Verilen Metin:
↓

ULUSLARARASI EKONOMİ POLİTİK - Ünite 1: Temel Kavramlar Özeti :

PAYLAŞ:

Ünite 1: Temel Kavramlar

Sosyal Bilimlerde Uzmanlaşma ve Çıkarsama Yanılgıları

Uzmanlaşma ve farklılaşma, sosyal gerçekliğin çok yönlülüğünden beslenmektedir. Çok karmaşık sosyal gerçekliği bilimin konusu haline getirebilmek soyutlama yapmayı, soyutlama da sosyal gerçekliğin bazı özelliklerini dışta bırakmayı veya önemsiz görmeyi getirmektedir.

Soyutlamanın Dışlama Etkisi

Varlıklara ve ilişkilere karşılık gelmek üzere belirli ortak özelliklerine göre soyutlama yapılarak kavramlar üretilir. Soyutlama, çoğu durumda zorunlu olarak, işaret ettiği sosyal gerçekliğin unsurlarının tüm özelliklerini kapsamaz, kapsayamaz. Sosyal gerçeklikle ilgili yaptığınız her soyutlama, aslında o kategoriye ait belirli baskın özelliklerin tasvirinden ibarettir. Baskın özelliklerin tasviri de diğer özelliklerin göz ardı edilmesi demektir.

↑

Tamamlanacak Alıştırmalar:
A - Ünite özetinde "Sosyal Bilimlerde Uzmanlaşma" sözcüklerini içeren ifadeyle açılıp "önemsiz görmeyi getirmektedir." ile kapanan bölümü hiç değiştirmeden geri verir misiniz?
B - Ünite özetinde başlıklar dışındaki paragraflarda yer alan her cümle hangi sözcükle başlıyor? Bu sözcükleri metindeki sırayla ve noktalama işareti olmadan listeleyin.
C - Ünite özetini, gösterilen son cümleden sonra kaldığı yerden devam ettirir misiniz?

Bir veri kaynağından öğeler
↓

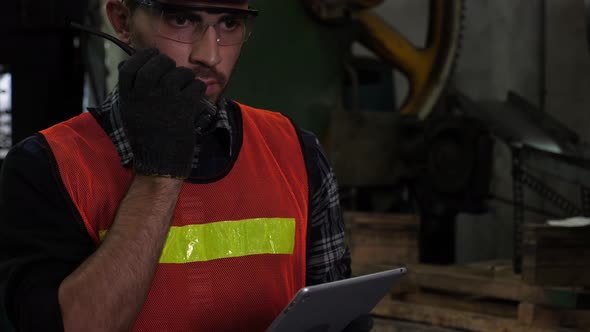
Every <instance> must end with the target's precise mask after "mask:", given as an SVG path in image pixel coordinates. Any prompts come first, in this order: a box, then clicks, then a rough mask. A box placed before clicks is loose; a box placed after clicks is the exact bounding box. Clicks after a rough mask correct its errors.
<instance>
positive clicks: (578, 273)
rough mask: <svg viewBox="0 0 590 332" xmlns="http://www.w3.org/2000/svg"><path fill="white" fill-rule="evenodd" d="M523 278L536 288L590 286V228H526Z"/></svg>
mask: <svg viewBox="0 0 590 332" xmlns="http://www.w3.org/2000/svg"><path fill="white" fill-rule="evenodd" d="M522 277H523V280H524V281H526V282H527V283H529V284H532V285H540V286H585V287H590V227H571V228H570V227H552V226H548V225H534V224H530V225H526V226H525V229H524V243H523V261H522Z"/></svg>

↑

Yanıtlarınız:
A -
Sosyal Bilimlerde Uzmanlaşma ve Çıkarsama Yanılgıları

Uzmanlaşma ve farklılaşma, sosyal gerçekliğin çok yönlülüğünden beslenmektedir. Çok karmaşık sosyal gerçekliği bilimin konusu haline getirebilmek soyutlama yapmayı, soyutlama da sosyal gerçekliğin bazı özelliklerini dışta bırakmayı veya önemsiz görmeyi getirmektedir.

B -
Uzmanlaşma
Çok
Varlıklara
Soyutlama
Sosyal
Baskın

C -
Sosyal bilimlerde işi zorlaştıran şey, sosyal bilimlerdeki kavramların farklı olmasıdır. Her bir kavram o alanın ihtiyaçlarına göre farklı biçimlerde tanımlandığı için, sosyal gerçekliğin bütün yönlerini ortaya koyan bir üst sosyal teoride uzlaşmak pek mümkün olmamaktadır. Buna rağmen her dönemde tüm sosyal olayları birkaç faktöre dayalı olarak açıklamaya çalışan büyük teoriler oluşturulmaya çalışıldığı görülür.

Her bir sosyal bilim alanı sosyal gerçekliğin bir yönünü netleştirmeye odaklanır ve bu odaklanma ayrıntıda bilgi verirken sosyal gerçekliği diğer yönlerinden soyutlar. Çok sık başvurulan bu durum, ceteris paribus kavramı ile ifade edilir. Latince ceteris paribus, “diğer koşullar aynı kalmak şartıyla” demektir. Yani gerçek hayatta birçok koşulun etkisi altında gerçekleştiği bilinen bir durumu, ona etki eden tüm faktörleri hesaba katarak analiz etmenin zorluğu, bazen de imkânsızlığı nedeniyle, bilerek birkaç ana faktöre indirgeyerek açıklamak, bilimsel çalışmalarda başvurulan temel yöntemlerinden biridir.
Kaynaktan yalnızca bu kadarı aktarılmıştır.